■ **Set exercise**: Reproduce all of the records below word for word, leaving out the pictures.

-.-.-

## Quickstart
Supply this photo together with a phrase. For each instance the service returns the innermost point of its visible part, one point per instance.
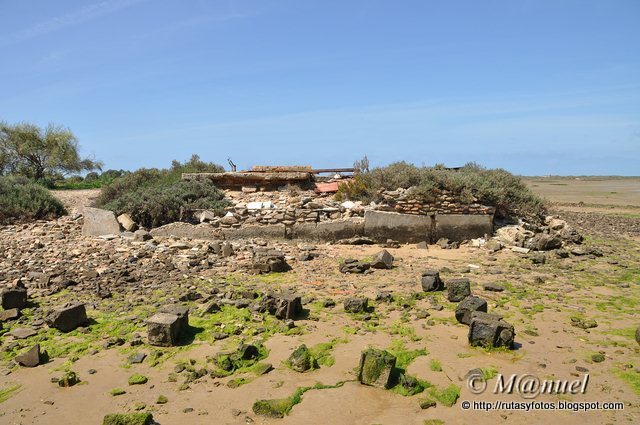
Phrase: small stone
(15, 297)
(431, 281)
(469, 305)
(458, 289)
(30, 358)
(22, 333)
(300, 359)
(356, 304)
(376, 368)
(382, 260)
(68, 317)
(137, 358)
(493, 287)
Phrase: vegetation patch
(446, 396)
(280, 407)
(153, 197)
(23, 199)
(137, 379)
(508, 193)
(631, 377)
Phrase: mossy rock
(69, 379)
(128, 419)
(376, 368)
(137, 379)
(273, 408)
(300, 360)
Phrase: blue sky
(536, 87)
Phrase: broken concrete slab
(98, 222)
(179, 230)
(460, 227)
(271, 231)
(339, 229)
(404, 228)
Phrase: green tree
(40, 153)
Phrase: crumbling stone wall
(269, 208)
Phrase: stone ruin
(298, 203)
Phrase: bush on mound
(472, 183)
(23, 199)
(153, 197)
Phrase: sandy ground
(604, 192)
(538, 300)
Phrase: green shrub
(153, 197)
(22, 199)
(472, 183)
(157, 205)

-.-.-

■ **Correct result**:
## Quickstart
Supply this photo together with a phrase. For each instance the service returns the innermost point of its visible part, one point per instance.
Phrase: small stone
(15, 297)
(431, 281)
(469, 305)
(458, 289)
(30, 358)
(22, 333)
(300, 359)
(356, 304)
(376, 368)
(382, 260)
(68, 317)
(137, 358)
(493, 287)
Phrase: vegetation patch
(446, 396)
(280, 407)
(153, 197)
(23, 199)
(137, 379)
(508, 193)
(631, 377)
Phrase: mossy rock
(69, 379)
(128, 419)
(376, 368)
(137, 379)
(273, 408)
(300, 360)
Phrase: blue sky
(536, 87)
Phrase: broken concrete slab
(98, 222)
(179, 230)
(460, 227)
(271, 231)
(339, 229)
(404, 228)
Phrase: green tree
(40, 153)
Phrase: crumbling stone wall
(269, 208)
Phrase: stone ruin
(298, 203)
Phrase: bush on mound
(472, 183)
(23, 199)
(153, 197)
Phrase: sandy ground
(604, 192)
(538, 300)
Phrase: green shrub
(153, 197)
(22, 199)
(472, 183)
(157, 205)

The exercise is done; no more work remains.